[Directions for this task]
A word-for-word copy of the lines from the one holding "indicate the coffered" through the final line of the records below is the only output asked for.

───── Records for the exercise ─────

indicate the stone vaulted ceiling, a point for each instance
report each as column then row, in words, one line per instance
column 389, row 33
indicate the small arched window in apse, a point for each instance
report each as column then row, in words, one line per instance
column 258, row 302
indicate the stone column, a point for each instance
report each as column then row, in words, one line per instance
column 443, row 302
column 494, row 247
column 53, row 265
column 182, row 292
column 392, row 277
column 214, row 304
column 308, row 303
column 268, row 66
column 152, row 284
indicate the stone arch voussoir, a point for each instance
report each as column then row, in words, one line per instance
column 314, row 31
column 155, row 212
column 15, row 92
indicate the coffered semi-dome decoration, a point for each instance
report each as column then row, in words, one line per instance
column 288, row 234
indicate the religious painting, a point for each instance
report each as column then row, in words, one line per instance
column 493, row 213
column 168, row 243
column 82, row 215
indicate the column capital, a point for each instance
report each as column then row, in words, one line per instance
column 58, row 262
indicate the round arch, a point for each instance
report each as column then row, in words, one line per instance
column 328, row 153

─────

[Output below]
indicate the coffered semi-dome decoration, a point for each instance
report each as column then row, in words, one line per instance
column 288, row 234
indicate the religious painting, a point for each instance
report each as column then row, in words, one line per instance
column 493, row 213
column 168, row 243
column 82, row 215
indicate the column capital, a point for each instance
report each as column then row, in words, one line per instance
column 58, row 262
indicate the round arch, a point for each instance
report each as column then row, in words, one line per instance
column 328, row 153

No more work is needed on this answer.